• Selected extract
|---|
Randall,

A couple of questions:

* Some metrics don't seem to have unique names? e.g.
source-record-produce-rate and source-record-produce-total seem like they
are duplicated. Looks like maybe just an oversight that the second ones
should be changed from "produce" to "write".
* I think there's a stray extra character in a couple of
places: 
kafka.connect:type=source-task-metrics,name=source-record-produce-total,worker=([-.\w]+)l,connector=([-.\w]+),task=([\d]+)
has an extra char after the worker name.
* Are the produce totals actually useful given rebalancing would cancel
them out anyway? Doesn't seem like you could do much with them.
* Why do transformations get their own metric but not converters? And are
we concerned at all about the performance impact of getting such fine
grained info? Getting current time isn't free and we've seen before that we
ended up w/ accidental performance regressions as we tried to check it too
frequently to enforce timeouts fine grained in the producer (iirc).
Batching helps w/ this, but on the consumer side, a max.poll.records=1
setting could put you in a bad place, especially since transforms might be
very lightweight (or nothing) and converters are expected to be relatively
cheap as well.
* If we include the worker id everywhere and don't have metrics without
that included, isn't that a pain for users that dump this data into some
other system? They have to know which worker the connector/task is
currently on *or* need to do extra work to merge the metrics from across
machines. Including versions with the worker ID can make sense for
completeness and accuracy (e.g. technically there are still very slim risks
of having a task running twice due to zombies), but it seems like bad
usability for the common case.
* Is aggregating things like source record rate at the (worker, connector)
|---|
• Tasks to perform
1 > Reproduce the message about Kafka Connect metrics from "has an extra" up to and including "the producer (iirc).", substituting "throughput" for each occurrence of "performance".
2 > Pick up the message about Kafka Connect metrics after its final line and continue writing it.

• Information provided
|---|
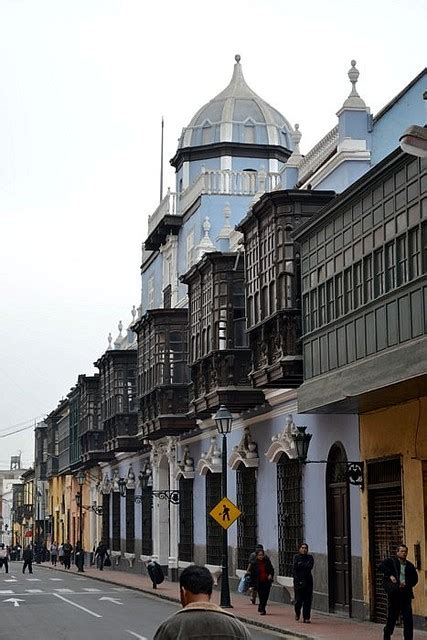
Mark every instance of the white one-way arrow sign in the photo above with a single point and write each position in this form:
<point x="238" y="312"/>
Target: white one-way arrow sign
<point x="15" y="601"/>
<point x="111" y="600"/>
|---|
• Expected responses
1 >
has an extra char after the worker name.
* Are the produce totals actually useful given rebalancing would cancel
them out anyway? Doesn't seem like you could do much with them.
* Why do transformations get their own metric but not converters? And are
we concerned at all about the throughput impact of getting such fine
grained info? Getting current time isn't free and we've seen before that we
ended up w/ accidental throughput regressions as we tried to check it too
frequently to enforce timeouts fine grained in the producer (iirc).

2 >
level really useful since you're just going to need to do additional
aggregation anyway once you've collected metrics across all workers? I'd
rather add a smaller number of metrics w/ clear use cases than just try to
be exhaustive and then have to maintain stuff that nobody actually uses.
* You have status for connectors but not for tasks. Any reason why? Seems
like it'd make sense to expose both, especially since users generally care
about task status more than connector status (not many connectors actually
run a monitoring thread.)
* Is number of tasks for each connector a useful metric? Not sure whether
someone would find this useful or not. Probably not for alerts, but might
be useful to be able to check it via your metrics dashboard.
* Same questions re: granularity of sink tasks/connectors timing and
whether the connectors need all the roll-ups of individual (worker, task)
values to (worker, connector) level.
* If we expose the who the worker currently thinks is leader, it might also
make sense to expose the underlying epoch. Not actually sure if we expose
that for the consumer today, but it's an indicator of who is properly up to
date.
* Why worker-level offset commit stats? It's not clear to me that these are
useful without considering the specific connector.

-Ewen


On Mon, Sep 11, 2017 at 9:43 AM, Randall Hauch <rha...@gmail.com> wrote:

> Thanks for reviewing. Responses inline below.
>
> On Mon, Sep 11, 2017 at 11:22 AM, Roger Hoover <roger.hoo...@gmail.com>
> wrote:
>
> > Randall,
> >
> > Thank you for the KIP.  This should improve visibility greatly.  I had a
> > few questions/ideas for more metrics.
> >
> >
> >    1. What's the relationship between the worker state and the connector
> >    status?  Does the 'paused' status at the Connector level include the
> > time
> >    that worker is 'rebalancing'?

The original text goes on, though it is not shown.